__Required work__:
Look through the records and copy every line in which "below" appears.

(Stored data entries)
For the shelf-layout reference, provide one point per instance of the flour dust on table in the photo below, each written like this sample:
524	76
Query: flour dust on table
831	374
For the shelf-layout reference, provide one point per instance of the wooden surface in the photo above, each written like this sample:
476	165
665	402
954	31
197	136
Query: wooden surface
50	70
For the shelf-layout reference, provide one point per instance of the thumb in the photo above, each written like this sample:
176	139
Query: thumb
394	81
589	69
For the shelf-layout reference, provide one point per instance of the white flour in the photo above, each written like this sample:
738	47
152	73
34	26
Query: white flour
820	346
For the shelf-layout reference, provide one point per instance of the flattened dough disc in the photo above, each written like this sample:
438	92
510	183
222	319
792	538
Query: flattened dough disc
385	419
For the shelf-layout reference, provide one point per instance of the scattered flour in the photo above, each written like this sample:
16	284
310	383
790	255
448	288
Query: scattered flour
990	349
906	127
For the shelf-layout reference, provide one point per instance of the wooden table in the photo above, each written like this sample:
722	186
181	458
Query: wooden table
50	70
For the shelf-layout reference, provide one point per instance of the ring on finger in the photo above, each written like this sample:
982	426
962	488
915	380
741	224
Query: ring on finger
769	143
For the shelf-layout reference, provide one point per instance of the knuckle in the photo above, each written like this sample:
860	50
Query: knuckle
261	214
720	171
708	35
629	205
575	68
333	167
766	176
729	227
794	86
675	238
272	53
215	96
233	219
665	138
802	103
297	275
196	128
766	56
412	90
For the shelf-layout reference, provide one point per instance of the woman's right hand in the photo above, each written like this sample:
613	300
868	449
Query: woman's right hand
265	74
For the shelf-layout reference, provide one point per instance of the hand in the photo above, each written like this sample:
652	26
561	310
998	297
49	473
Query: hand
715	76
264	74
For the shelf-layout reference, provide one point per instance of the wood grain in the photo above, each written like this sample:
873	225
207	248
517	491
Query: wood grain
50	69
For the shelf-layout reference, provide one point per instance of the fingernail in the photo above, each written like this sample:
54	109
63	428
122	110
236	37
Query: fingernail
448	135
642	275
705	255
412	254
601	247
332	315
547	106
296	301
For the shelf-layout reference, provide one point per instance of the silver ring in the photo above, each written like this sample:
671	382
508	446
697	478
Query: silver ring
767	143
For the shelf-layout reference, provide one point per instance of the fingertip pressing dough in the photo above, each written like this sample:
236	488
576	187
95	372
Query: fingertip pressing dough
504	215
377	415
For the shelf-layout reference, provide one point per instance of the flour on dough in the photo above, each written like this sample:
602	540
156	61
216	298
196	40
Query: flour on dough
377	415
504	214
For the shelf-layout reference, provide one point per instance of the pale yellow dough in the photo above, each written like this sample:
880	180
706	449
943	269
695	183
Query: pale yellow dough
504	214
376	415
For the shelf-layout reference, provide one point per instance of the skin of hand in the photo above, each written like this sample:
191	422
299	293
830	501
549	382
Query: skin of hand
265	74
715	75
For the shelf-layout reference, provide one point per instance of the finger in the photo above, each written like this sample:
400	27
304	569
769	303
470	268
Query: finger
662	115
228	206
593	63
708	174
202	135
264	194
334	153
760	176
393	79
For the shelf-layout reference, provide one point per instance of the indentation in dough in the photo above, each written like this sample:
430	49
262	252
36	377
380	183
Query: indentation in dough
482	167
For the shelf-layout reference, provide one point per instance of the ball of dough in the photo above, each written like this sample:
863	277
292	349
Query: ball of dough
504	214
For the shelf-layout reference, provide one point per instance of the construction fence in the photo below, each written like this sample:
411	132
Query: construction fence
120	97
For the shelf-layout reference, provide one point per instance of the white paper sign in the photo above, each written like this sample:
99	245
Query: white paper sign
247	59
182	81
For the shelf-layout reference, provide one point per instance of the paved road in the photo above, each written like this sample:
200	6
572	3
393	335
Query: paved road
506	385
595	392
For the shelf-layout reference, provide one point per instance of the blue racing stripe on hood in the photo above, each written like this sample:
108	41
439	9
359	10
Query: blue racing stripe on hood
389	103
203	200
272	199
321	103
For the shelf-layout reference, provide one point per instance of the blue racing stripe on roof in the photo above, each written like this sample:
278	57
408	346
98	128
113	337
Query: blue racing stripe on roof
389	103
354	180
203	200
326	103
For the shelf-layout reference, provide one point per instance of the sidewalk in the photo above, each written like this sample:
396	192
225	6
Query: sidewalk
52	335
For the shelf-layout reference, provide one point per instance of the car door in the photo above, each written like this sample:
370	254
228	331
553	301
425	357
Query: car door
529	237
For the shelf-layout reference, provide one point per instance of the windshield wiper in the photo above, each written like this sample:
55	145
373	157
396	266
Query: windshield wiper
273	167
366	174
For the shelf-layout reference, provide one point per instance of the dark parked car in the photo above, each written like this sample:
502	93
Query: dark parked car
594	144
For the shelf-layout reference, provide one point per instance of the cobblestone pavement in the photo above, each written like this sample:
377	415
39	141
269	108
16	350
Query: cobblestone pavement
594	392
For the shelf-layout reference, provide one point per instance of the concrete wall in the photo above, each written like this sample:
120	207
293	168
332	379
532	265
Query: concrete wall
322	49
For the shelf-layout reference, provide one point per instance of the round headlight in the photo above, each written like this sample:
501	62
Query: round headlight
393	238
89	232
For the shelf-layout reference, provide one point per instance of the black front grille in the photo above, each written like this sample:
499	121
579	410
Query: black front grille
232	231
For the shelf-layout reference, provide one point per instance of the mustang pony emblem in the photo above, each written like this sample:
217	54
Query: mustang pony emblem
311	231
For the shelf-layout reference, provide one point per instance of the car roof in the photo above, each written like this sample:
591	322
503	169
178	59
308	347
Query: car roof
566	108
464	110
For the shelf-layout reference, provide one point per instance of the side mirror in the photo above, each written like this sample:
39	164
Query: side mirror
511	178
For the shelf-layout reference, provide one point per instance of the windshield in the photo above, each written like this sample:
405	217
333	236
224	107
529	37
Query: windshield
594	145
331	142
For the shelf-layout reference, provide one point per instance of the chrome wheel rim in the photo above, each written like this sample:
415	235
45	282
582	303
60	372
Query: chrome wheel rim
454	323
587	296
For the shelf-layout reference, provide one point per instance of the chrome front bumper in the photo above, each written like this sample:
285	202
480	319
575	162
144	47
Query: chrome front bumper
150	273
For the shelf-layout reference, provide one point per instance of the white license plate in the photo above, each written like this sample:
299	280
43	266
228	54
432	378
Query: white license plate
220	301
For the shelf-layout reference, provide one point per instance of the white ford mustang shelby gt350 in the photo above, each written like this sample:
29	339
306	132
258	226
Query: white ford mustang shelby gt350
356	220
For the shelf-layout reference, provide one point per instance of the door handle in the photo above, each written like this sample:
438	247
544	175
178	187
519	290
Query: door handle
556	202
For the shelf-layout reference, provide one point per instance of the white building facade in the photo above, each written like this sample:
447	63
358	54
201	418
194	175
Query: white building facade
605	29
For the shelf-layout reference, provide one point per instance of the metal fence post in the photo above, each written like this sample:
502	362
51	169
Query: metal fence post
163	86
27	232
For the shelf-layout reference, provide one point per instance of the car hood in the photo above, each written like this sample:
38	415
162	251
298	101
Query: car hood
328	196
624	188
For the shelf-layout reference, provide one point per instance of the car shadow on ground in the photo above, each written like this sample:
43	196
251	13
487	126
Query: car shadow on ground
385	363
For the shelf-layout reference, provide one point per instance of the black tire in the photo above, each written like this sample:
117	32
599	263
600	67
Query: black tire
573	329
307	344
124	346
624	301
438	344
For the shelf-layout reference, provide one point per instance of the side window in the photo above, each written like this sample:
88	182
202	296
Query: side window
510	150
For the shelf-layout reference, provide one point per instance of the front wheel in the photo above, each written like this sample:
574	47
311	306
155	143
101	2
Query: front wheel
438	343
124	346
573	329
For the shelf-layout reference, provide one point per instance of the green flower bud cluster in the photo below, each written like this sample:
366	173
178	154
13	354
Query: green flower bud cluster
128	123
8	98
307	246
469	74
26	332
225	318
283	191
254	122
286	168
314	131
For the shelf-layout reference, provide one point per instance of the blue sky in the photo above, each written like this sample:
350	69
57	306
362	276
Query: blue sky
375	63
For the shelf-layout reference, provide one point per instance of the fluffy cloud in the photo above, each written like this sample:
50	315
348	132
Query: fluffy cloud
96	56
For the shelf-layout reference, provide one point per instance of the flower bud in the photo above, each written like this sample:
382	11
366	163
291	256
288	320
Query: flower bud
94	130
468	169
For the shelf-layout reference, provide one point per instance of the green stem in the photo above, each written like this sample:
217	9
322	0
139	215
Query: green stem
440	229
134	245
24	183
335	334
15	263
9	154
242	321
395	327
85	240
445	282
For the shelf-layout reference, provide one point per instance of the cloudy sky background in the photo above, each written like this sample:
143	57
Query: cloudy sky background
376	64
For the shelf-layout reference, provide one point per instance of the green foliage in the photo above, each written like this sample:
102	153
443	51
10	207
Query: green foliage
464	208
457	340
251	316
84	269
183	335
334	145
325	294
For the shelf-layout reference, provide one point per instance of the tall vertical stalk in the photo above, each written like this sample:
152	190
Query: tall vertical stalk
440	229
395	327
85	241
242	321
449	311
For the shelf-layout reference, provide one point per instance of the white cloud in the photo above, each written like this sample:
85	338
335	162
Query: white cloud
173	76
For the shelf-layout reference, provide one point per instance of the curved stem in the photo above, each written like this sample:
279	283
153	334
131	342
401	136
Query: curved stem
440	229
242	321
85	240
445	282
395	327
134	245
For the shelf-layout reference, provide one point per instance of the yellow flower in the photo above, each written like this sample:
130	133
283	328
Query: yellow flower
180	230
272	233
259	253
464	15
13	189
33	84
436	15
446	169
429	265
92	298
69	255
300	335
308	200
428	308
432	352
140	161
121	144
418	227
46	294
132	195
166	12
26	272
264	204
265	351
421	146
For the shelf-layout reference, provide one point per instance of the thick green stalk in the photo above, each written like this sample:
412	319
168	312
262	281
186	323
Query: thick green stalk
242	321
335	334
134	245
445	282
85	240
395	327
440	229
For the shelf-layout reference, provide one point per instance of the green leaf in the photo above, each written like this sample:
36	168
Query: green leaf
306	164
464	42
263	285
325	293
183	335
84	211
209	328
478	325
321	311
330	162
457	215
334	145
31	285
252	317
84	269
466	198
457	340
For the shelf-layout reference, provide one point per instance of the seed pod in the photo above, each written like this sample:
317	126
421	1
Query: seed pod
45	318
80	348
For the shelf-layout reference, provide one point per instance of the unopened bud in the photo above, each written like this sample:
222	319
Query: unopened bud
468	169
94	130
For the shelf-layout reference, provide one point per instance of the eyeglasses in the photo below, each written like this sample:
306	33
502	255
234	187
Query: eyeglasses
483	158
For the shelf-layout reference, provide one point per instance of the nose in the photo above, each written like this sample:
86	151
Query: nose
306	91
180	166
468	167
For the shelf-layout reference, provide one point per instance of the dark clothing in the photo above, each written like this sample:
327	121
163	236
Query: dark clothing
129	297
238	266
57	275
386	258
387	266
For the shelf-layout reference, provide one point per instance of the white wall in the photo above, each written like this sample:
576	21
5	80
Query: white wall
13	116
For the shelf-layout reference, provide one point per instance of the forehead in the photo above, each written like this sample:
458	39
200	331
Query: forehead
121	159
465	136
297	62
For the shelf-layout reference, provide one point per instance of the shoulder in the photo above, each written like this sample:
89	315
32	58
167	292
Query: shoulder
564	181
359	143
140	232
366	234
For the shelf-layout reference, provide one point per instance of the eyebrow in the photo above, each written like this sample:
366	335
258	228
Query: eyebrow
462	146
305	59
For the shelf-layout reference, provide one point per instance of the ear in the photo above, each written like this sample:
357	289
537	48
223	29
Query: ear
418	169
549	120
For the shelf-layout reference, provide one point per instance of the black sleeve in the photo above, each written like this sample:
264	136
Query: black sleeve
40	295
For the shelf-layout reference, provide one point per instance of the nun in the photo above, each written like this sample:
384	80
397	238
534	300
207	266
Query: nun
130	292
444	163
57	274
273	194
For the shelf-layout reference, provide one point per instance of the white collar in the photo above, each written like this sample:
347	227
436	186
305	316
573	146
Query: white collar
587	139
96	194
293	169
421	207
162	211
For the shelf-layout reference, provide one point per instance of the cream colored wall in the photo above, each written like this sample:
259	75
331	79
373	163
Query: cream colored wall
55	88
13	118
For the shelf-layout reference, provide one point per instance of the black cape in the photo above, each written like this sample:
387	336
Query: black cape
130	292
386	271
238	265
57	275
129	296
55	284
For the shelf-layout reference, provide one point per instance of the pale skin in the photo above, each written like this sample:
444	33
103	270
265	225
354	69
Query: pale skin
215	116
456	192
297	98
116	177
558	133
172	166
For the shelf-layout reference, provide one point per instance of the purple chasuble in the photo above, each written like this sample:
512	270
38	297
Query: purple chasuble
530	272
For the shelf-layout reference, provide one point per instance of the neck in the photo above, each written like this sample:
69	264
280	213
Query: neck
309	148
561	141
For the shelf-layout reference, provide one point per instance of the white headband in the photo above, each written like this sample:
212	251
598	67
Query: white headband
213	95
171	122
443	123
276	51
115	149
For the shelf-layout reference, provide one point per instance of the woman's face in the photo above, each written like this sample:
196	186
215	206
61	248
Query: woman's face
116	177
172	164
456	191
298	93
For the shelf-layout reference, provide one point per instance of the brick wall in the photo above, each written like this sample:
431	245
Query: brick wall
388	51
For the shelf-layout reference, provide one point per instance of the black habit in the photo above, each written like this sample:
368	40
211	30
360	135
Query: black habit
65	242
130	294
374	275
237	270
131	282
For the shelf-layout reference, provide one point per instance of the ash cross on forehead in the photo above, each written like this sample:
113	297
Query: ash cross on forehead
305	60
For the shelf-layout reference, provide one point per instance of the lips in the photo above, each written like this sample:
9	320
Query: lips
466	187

__Answer space__:
For the shelf-layout reference, provide one point per instance of the flour dust on table in the photo below, each written like this sample:
For the shelf-layout reference, provide one point per instance of the construction fence in the photo below, each written like this sample:
For the shelf-layout reference, provide one point per instance of the green flower bud cluster in the photo below, each written like this sample:
For the shelf-layout reference, provide one point per instance of the eyeglasses in the photo below, each written like this sample:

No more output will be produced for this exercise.